[Point annotations for photos]
====

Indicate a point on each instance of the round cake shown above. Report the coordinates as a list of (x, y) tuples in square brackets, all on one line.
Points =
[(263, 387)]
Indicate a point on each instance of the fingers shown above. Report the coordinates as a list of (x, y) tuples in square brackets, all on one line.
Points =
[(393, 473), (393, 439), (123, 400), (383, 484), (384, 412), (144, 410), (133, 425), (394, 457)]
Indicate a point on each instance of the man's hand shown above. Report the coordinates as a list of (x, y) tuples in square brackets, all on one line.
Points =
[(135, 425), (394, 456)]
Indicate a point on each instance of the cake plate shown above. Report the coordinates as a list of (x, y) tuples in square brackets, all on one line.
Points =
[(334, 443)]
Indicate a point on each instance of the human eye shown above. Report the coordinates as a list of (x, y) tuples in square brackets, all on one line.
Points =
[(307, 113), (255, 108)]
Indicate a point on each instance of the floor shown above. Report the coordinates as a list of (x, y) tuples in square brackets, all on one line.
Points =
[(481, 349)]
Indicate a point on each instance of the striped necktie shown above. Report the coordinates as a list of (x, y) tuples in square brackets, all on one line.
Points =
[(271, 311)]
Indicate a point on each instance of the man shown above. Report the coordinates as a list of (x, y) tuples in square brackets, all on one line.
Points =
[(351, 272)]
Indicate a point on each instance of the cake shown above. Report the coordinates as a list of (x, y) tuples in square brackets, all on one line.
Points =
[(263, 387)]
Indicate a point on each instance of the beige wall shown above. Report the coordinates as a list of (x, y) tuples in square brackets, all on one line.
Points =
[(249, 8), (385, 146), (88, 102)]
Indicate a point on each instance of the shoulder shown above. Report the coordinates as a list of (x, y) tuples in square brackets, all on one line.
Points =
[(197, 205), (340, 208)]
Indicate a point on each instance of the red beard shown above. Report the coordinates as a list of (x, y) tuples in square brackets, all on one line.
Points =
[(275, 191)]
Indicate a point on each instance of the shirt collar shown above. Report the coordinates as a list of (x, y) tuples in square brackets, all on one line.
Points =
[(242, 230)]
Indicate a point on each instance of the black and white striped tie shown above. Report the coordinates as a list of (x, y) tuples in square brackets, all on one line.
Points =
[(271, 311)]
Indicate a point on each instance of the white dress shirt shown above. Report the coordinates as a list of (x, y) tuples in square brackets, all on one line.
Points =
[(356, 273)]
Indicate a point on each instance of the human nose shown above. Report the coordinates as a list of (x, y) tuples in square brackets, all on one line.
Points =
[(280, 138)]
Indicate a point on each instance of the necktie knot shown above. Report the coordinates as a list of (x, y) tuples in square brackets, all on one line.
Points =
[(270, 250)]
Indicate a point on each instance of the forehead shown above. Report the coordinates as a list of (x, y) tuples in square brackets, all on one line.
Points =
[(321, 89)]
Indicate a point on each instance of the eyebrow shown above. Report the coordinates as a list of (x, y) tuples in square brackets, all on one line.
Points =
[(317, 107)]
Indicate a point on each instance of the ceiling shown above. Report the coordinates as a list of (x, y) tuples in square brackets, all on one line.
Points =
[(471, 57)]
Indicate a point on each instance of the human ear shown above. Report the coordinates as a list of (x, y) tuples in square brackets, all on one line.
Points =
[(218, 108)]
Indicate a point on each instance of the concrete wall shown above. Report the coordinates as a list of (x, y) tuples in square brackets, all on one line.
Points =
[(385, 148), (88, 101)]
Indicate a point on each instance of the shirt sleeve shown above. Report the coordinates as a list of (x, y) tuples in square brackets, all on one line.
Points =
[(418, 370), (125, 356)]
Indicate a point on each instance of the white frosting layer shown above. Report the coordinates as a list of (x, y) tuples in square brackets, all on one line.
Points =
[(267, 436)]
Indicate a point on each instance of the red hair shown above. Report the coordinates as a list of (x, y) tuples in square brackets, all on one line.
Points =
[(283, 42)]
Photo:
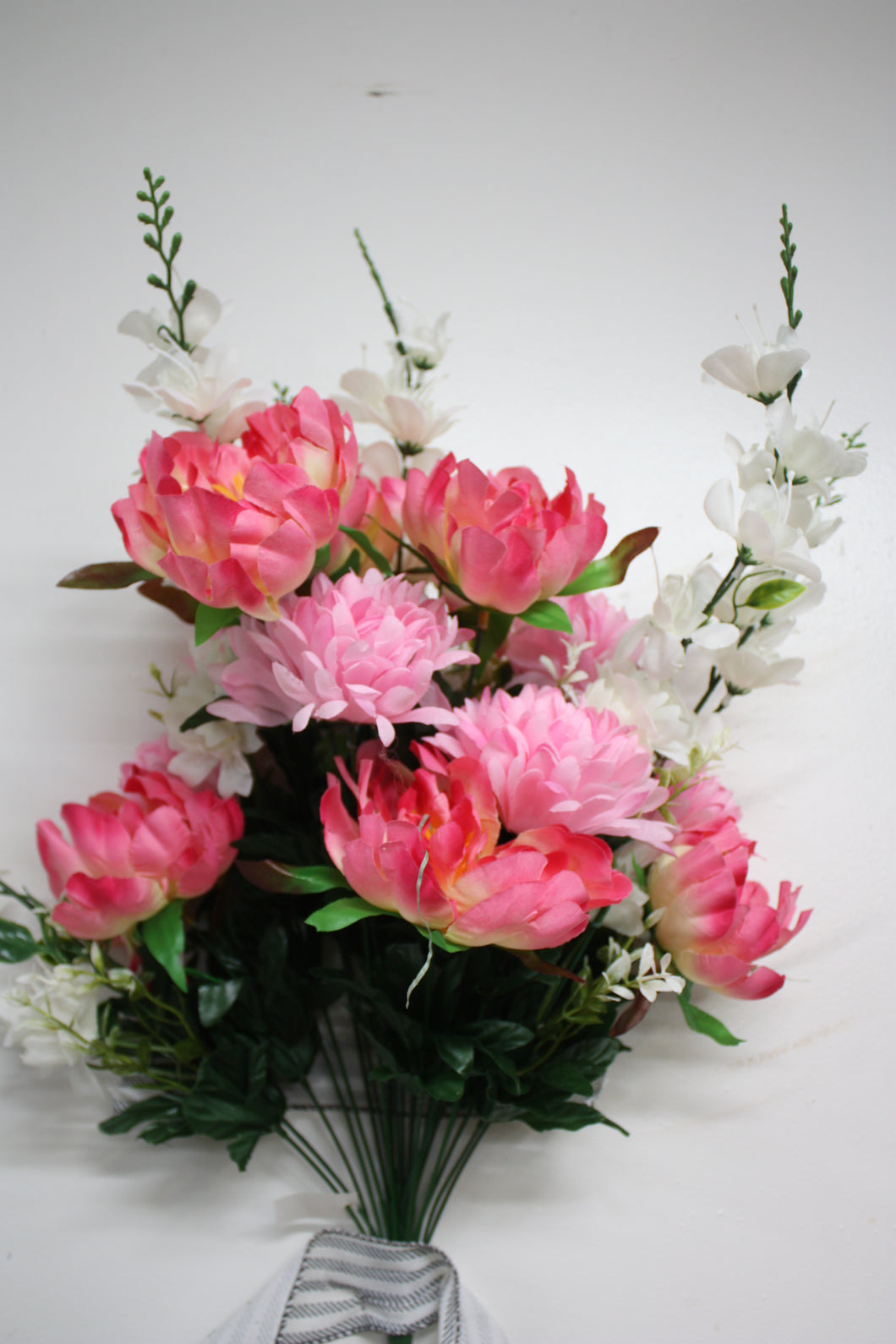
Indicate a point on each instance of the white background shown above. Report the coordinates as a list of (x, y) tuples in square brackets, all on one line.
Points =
[(594, 193)]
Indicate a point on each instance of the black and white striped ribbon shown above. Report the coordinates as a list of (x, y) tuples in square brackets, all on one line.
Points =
[(346, 1284)]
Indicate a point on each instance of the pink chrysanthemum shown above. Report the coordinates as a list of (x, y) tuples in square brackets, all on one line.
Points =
[(363, 649), (549, 762), (552, 658)]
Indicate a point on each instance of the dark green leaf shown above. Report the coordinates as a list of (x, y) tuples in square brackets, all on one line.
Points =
[(369, 550), (704, 1022), (216, 999), (212, 619), (164, 937), (775, 593), (340, 914), (241, 1148), (611, 569), (140, 1112), (565, 1077), (456, 1052), (16, 943), (445, 1088), (285, 879), (107, 576), (501, 1035), (547, 616)]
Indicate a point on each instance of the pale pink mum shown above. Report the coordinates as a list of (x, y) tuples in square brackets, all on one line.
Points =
[(363, 649), (241, 524), (551, 762), (500, 538), (424, 845), (132, 852), (715, 922), (551, 658)]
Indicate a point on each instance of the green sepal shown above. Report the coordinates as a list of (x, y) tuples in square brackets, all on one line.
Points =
[(611, 569), (369, 550), (547, 616), (775, 593), (210, 620), (164, 937), (109, 574), (704, 1022), (216, 999), (16, 943), (340, 914), (284, 879)]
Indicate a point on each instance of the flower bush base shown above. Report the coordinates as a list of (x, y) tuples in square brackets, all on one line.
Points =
[(346, 1282)]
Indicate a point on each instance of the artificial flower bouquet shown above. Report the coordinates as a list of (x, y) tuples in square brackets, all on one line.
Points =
[(428, 822)]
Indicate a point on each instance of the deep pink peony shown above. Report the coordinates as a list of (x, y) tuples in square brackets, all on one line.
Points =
[(424, 845), (134, 851), (549, 762), (551, 658), (499, 538), (715, 922), (363, 649), (239, 524)]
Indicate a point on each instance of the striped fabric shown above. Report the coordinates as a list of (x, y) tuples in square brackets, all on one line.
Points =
[(346, 1284)]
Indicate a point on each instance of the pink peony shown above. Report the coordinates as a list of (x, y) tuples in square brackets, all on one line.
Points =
[(134, 851), (424, 845), (715, 922), (362, 649), (551, 658), (549, 761), (499, 538), (239, 526)]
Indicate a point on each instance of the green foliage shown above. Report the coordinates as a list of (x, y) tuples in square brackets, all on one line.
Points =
[(16, 943), (164, 938), (547, 616), (156, 223), (210, 620), (774, 593), (341, 914), (107, 576), (369, 550), (611, 569), (704, 1022)]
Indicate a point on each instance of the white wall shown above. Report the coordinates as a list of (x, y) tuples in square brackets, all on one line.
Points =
[(593, 189)]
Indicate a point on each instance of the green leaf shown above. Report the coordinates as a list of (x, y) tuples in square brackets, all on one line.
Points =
[(107, 576), (457, 1052), (212, 619), (340, 914), (369, 550), (547, 616), (216, 999), (775, 593), (569, 1114), (494, 1034), (16, 943), (150, 1107), (285, 879), (164, 937), (611, 569), (704, 1022)]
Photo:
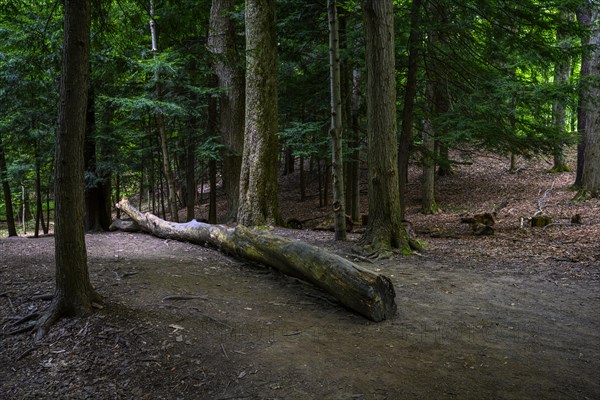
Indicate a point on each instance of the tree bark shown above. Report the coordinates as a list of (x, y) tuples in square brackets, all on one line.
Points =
[(160, 122), (428, 204), (365, 292), (562, 72), (590, 94), (228, 68), (74, 293), (353, 181), (10, 215), (259, 204), (190, 174), (409, 101), (96, 195), (384, 230), (336, 128)]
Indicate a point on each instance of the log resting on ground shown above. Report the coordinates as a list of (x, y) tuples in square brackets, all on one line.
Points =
[(365, 292)]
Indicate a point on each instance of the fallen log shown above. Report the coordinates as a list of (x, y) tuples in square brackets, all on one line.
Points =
[(365, 292)]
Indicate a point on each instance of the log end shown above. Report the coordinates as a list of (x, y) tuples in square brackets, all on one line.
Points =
[(383, 305)]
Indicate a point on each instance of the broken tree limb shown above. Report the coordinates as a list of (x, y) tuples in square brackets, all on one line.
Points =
[(365, 292)]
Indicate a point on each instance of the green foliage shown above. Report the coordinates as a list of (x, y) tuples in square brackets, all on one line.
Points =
[(307, 139)]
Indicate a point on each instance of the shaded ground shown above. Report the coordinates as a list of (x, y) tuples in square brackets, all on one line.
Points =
[(511, 316)]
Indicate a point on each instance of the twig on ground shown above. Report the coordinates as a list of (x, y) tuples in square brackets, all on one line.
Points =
[(26, 353), (45, 296), (184, 297)]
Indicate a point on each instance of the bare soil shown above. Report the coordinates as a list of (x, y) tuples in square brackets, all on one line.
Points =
[(508, 316)]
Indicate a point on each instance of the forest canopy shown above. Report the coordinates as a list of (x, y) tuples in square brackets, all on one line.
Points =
[(499, 76)]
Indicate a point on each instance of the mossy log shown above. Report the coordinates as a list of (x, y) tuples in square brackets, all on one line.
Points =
[(365, 292), (540, 221)]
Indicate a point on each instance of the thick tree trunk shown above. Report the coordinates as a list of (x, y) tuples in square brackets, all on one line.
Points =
[(74, 293), (96, 195), (409, 101), (10, 215), (365, 292), (259, 204), (227, 66), (588, 125), (353, 181), (336, 129), (385, 230)]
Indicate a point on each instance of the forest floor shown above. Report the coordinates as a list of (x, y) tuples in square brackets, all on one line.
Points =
[(508, 316)]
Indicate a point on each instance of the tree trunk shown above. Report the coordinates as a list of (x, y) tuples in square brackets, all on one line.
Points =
[(10, 216), (409, 101), (74, 293), (226, 64), (365, 292), (384, 230), (590, 178), (160, 122), (562, 72), (584, 17), (96, 195), (190, 175), (259, 204), (336, 129), (354, 179), (39, 212), (428, 204)]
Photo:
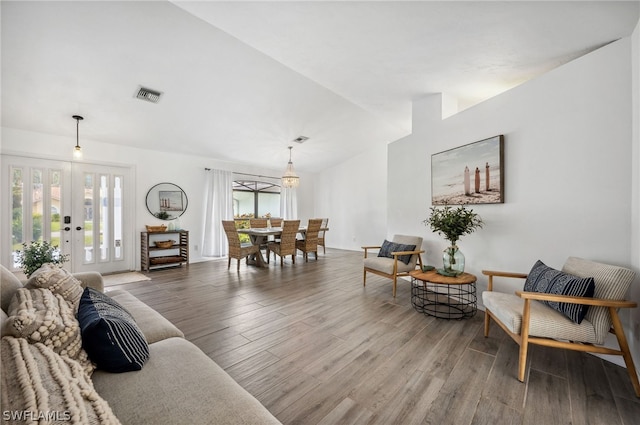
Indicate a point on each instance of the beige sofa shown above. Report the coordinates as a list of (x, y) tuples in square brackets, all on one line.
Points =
[(178, 384)]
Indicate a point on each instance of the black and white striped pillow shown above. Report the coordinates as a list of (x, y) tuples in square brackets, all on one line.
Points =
[(110, 335), (543, 278)]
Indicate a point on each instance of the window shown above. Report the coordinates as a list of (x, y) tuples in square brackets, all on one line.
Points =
[(255, 199)]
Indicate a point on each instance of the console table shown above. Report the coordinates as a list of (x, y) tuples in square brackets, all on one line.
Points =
[(445, 297), (153, 257)]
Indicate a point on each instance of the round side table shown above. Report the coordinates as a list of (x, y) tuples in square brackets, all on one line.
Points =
[(444, 297)]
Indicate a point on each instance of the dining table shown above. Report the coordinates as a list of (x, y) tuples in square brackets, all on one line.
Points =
[(260, 235)]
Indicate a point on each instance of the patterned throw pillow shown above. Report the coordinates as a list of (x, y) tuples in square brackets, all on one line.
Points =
[(550, 281), (58, 281), (110, 335), (36, 381), (39, 315), (389, 247)]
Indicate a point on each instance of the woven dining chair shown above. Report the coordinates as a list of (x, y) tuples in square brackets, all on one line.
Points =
[(310, 241), (237, 250), (257, 223), (287, 244)]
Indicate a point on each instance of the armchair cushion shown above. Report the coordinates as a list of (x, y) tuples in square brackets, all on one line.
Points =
[(545, 279), (545, 322), (389, 247), (385, 265)]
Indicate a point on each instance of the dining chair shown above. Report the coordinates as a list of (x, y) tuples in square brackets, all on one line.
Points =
[(237, 249), (256, 223), (324, 225), (287, 244), (310, 241)]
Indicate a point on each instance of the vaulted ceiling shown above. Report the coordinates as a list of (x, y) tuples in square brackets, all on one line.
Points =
[(241, 80)]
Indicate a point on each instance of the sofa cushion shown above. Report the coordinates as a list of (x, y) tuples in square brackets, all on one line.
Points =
[(3, 320), (389, 247), (9, 284), (39, 315), (36, 381), (187, 387), (545, 279), (109, 334), (152, 324), (58, 281)]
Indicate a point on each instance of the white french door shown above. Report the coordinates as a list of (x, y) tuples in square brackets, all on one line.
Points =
[(81, 208)]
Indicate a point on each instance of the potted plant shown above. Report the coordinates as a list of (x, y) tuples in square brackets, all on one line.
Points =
[(37, 253), (452, 223)]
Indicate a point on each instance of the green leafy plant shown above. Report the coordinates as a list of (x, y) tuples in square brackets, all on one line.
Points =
[(37, 253), (453, 223)]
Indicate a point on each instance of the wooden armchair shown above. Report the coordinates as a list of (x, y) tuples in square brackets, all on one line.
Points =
[(393, 264), (237, 250), (525, 318)]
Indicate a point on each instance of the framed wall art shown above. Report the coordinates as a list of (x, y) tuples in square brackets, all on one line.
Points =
[(469, 174)]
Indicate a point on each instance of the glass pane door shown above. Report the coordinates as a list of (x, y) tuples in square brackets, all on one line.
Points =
[(38, 193), (101, 241)]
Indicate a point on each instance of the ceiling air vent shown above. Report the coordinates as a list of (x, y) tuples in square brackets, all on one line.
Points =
[(149, 95)]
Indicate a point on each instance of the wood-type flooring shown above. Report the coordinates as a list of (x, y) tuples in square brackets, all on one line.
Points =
[(316, 347)]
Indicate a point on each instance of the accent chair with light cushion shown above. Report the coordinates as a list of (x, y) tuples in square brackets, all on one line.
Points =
[(176, 382), (396, 258), (574, 308)]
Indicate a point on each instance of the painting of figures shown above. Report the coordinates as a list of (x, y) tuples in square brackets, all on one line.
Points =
[(469, 174)]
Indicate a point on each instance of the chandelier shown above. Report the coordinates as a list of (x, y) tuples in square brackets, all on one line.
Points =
[(77, 151), (290, 179)]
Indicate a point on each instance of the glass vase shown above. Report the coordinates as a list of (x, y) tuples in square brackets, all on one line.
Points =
[(453, 260)]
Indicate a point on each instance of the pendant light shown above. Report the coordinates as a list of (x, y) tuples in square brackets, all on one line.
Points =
[(290, 179), (77, 151)]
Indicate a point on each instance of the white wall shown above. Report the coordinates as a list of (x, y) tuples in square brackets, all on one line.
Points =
[(150, 168), (354, 197), (568, 169)]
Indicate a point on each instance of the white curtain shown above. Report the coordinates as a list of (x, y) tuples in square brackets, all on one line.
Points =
[(289, 203), (218, 206)]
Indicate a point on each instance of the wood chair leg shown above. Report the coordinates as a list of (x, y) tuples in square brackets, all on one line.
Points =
[(524, 340), (624, 347), (487, 320)]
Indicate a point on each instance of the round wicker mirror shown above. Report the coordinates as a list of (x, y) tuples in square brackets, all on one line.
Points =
[(166, 201)]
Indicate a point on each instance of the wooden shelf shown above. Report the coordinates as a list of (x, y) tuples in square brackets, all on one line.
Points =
[(177, 254)]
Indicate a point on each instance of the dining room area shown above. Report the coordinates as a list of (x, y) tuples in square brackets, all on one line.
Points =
[(255, 240)]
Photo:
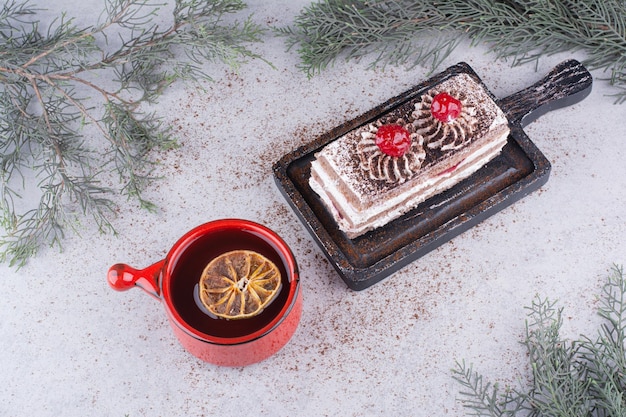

====

Copy the lines below word for word, covering the stretch from the line containing "Indicate a point on each instance of the round side" through the line containing "[(260, 235)]".

TASK RESPONSE ▸
Indicate a point on each instance of the round side table shown above. Report the coordinates as a list of (x, y) tuples in square brackets, all on one line.
Points =
[(444, 297)]
Indicate a point on each instance of the dining table shown above. Report the coordinates as a list of (x, y) tuples in square brackets, all on one line.
Points =
[(260, 235)]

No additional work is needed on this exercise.